| Aim of the task |
Counting from the line that holds "positive clicks: (208, 292) (208, 297)", return each line exactly, through and including the last line of the entries.

....................

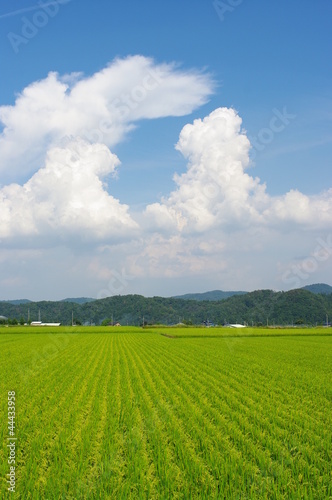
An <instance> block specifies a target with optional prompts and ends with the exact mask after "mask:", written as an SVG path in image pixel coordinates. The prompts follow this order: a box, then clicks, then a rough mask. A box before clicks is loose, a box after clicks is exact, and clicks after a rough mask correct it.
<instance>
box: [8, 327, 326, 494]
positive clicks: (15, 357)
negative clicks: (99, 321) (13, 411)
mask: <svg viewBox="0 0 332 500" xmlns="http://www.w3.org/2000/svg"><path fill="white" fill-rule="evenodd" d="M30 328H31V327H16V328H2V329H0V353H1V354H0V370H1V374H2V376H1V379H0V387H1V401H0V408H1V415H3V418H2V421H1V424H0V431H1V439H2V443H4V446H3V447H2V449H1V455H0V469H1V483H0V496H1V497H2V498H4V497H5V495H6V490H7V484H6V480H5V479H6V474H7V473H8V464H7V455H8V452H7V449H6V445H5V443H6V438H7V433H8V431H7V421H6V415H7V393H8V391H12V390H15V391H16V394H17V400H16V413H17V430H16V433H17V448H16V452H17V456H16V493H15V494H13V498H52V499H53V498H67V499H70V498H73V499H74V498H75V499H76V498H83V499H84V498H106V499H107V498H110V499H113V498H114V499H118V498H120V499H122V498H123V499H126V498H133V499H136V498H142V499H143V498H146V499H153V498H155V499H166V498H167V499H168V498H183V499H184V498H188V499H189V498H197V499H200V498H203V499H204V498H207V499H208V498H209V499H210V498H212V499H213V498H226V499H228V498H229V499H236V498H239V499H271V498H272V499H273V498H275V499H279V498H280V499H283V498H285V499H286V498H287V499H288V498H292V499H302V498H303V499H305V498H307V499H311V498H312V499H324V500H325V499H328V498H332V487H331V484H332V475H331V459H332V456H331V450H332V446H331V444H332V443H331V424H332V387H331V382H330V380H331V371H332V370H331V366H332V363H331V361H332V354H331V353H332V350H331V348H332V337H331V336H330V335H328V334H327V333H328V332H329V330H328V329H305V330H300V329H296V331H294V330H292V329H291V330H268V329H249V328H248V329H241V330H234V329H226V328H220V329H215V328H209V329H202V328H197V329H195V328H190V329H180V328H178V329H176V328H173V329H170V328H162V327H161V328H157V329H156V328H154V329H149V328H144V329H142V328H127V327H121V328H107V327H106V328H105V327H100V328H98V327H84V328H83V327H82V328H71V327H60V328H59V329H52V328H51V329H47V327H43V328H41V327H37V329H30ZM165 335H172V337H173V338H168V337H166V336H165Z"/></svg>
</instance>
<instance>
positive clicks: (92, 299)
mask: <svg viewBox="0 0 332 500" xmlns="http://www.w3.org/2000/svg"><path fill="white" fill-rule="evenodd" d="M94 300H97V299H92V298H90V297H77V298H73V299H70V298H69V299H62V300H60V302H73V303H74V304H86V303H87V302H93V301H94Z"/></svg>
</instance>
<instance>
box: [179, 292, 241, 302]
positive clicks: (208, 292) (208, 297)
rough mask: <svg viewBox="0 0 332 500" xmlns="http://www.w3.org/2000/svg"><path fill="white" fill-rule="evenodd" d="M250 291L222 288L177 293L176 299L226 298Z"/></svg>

....................

| Answer box |
positive clicks: (208, 292) (208, 297)
rough mask: <svg viewBox="0 0 332 500" xmlns="http://www.w3.org/2000/svg"><path fill="white" fill-rule="evenodd" d="M250 291L222 288L177 293L176 299L226 298Z"/></svg>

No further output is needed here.